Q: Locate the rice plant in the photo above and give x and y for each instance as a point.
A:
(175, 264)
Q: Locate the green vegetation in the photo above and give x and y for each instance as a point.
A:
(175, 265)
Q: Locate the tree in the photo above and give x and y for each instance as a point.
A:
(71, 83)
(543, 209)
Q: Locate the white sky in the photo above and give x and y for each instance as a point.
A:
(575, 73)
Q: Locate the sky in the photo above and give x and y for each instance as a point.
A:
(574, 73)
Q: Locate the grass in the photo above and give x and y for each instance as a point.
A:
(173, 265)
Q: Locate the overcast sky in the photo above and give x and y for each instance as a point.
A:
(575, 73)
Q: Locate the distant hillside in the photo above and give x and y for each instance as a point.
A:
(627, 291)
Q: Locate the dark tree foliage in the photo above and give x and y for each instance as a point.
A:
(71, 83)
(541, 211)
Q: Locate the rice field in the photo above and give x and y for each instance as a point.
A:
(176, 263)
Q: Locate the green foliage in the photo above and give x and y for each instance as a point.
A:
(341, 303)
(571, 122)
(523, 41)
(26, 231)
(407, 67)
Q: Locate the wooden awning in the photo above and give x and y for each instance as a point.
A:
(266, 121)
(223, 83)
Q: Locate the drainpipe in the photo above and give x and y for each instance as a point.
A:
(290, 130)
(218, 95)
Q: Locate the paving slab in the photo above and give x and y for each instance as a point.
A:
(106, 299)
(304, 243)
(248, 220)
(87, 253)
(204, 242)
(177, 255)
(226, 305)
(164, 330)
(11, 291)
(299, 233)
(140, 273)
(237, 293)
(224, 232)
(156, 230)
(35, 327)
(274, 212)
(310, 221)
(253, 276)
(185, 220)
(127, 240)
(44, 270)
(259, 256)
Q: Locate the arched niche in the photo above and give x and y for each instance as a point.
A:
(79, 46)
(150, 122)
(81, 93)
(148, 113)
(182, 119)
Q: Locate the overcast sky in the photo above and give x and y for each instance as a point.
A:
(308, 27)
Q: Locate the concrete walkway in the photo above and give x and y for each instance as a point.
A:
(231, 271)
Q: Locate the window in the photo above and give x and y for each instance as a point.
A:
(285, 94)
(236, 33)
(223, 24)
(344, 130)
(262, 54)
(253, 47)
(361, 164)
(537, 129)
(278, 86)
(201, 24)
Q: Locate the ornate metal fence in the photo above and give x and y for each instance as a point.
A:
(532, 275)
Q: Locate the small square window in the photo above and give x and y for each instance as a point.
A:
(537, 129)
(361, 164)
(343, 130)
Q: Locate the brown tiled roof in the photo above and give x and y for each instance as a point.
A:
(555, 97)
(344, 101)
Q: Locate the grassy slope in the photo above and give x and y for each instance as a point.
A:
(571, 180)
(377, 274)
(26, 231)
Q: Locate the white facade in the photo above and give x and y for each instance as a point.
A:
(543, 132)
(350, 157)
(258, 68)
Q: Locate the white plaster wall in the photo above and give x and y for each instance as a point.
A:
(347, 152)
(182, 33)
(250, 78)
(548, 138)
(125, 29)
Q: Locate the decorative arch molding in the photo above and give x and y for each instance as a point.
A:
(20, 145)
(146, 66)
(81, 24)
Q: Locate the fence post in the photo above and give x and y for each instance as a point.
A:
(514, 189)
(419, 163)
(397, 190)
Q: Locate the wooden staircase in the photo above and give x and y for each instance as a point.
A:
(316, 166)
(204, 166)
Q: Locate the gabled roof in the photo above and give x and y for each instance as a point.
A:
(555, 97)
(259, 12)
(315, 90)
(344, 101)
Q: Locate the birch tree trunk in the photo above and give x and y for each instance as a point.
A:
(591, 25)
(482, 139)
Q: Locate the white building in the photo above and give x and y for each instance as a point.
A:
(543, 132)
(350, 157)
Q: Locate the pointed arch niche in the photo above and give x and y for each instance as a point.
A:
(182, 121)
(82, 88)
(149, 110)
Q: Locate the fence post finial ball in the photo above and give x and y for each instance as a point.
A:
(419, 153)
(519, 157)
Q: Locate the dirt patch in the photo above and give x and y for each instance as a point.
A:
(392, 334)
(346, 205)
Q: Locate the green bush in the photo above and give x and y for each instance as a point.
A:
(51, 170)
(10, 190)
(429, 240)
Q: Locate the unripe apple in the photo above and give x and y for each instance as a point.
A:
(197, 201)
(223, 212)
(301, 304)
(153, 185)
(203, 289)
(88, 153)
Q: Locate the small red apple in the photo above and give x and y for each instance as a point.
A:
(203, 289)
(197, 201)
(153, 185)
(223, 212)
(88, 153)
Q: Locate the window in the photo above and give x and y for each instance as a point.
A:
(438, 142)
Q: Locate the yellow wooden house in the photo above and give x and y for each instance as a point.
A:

::::::::::

§ Task details
For this exercise, restate every record word for word.

§ Reply to the task
Q: Locate the rice plant in the photo above and give x and y for each instance as a point.
A:
(175, 264)
Q: Locate the green vegetation in the photo above and give x and y for each instance as a point.
A:
(175, 265)
Q: Locate the tree in the photo above and give x and y for each instance as a point.
A:
(71, 83)
(543, 209)
Q: Locate the white sky in the photo above and give x and y for each instance as a point.
A:
(575, 73)
Q: Locate the sky in the photo above and give x and y for each instance as a point.
A:
(574, 73)
Q: Locate the grass in the photo above and give x and y for each instance as a point.
A:
(173, 265)
Q: Locate the overcast sky in the photo above and give x and y for each instance as a point.
A:
(575, 73)
Q: Locate the distant hillside in the photo above and give x and y for each instance as a point.
A:
(627, 291)
Q: Locate the dark tree foliage in the photo above and give x and y for each instance as a point.
A:
(71, 83)
(541, 211)
Q: Locate the rice field in the photo above and give x and y for each instance as a point.
A:
(176, 263)
Q: Locate the green foliage in the photo above and give x and y for each instance as a point.
A:
(341, 303)
(571, 122)
(523, 41)
(26, 231)
(407, 67)
Q: Locate the wooden awning in the photo above and give x and y for each instance as a point.
A:
(266, 121)
(223, 83)
Q: Locate the drainpipe in the photo above and give x and y for each instance as a point.
A:
(290, 130)
(218, 95)
Q: Locate the paving slab in the photo above and give x and y for each instance as a point.
A:
(106, 299)
(304, 243)
(248, 220)
(87, 253)
(204, 242)
(177, 255)
(226, 305)
(164, 330)
(11, 291)
(299, 233)
(140, 273)
(237, 293)
(224, 232)
(156, 230)
(35, 327)
(274, 212)
(310, 221)
(253, 276)
(185, 220)
(127, 240)
(44, 270)
(259, 256)
Q: Locate the arched niche in the photo above and give x and y for each instance as a point.
A:
(79, 46)
(150, 122)
(81, 93)
(148, 113)
(182, 119)
Q: Locate the overcast sky in the photo above and give x and y for each instance as a point.
A:
(308, 27)
Q: Locate the concrete walkway in the photo above and give x and y for each instance as a point.
A:
(231, 271)
Q: Locate the window in the photo above and give x and y for each instance as a point.
A:
(285, 94)
(236, 33)
(223, 24)
(344, 130)
(262, 54)
(253, 47)
(361, 164)
(537, 129)
(278, 86)
(201, 24)
Q: Locate the ornate metal fence in the photo above and give x and y for each instance as a point.
A:
(532, 275)
Q: Locate the small square window in the photo above and give x and y for each instance as a point.
A:
(537, 129)
(361, 164)
(343, 130)
Q: Locate the brown tiled roof in the photo above and give x and y for each instance as a point.
A:
(555, 97)
(344, 101)
Q: Locate the grassy slope in the photo above and give x and y for each instance as a point.
A:
(571, 180)
(377, 274)
(26, 231)
Q: Locate the white facade in the photo above and give x and y for each instance as a point.
A:
(543, 132)
(350, 157)
(258, 68)
Q: Locate the white plaster wall in the photo above and give x and y for each instance as a point.
A:
(347, 152)
(182, 33)
(250, 78)
(548, 138)
(125, 29)
Q: Locate the decorative arch molding in the photo above and give x and y for each instance as a point.
A:
(20, 145)
(146, 66)
(81, 24)
Q: Locate the fence post in the photo above and give x and y for each instance as a point.
A:
(514, 189)
(419, 163)
(397, 190)
Q: Locate the wooden staircase in the photo above and give x and y for each instance as a point.
A:
(316, 166)
(204, 166)
Q: Locate the gabled roof in the photo above and give x and y for each instance as a point.
A:
(555, 97)
(259, 12)
(315, 90)
(344, 101)
Q: Locate the birch tree trunk in the photo above and give x and y for each instance as a point.
A:
(591, 25)
(482, 139)
Q: Locate the white building in the photo above and give x and y for each instance as a point.
A:
(543, 132)
(350, 157)
Q: Locate the pointed arch niche in the photo above and give x and y for each instance as a point.
A:
(182, 121)
(82, 88)
(149, 110)
Q: Locate the fence post finial ball in the photo above and give x and y for each instance as a point.
A:
(419, 153)
(519, 157)
Q: Locate the dirt patch in the photo above and give x and y for each instance as a point.
A:
(392, 334)
(346, 205)
Q: Locate the green bush in the photo above and give x and y for each instance as a point.
A:
(51, 170)
(10, 190)
(429, 240)
Q: Locate the unripe apple in the photo above and give x and y for each instance as a point.
A:
(197, 201)
(223, 212)
(301, 304)
(153, 185)
(203, 289)
(88, 153)
Q: Locate the small red apple in the photo above and give x and y for each instance as a point.
A:
(203, 289)
(197, 201)
(153, 185)
(223, 212)
(88, 153)
Q: Locate the window in the photo above and give x and y for each instance as a point.
A:
(438, 142)
Q: Locate the yellow wooden house in the photo above and give x and y for each instance as a point.
A:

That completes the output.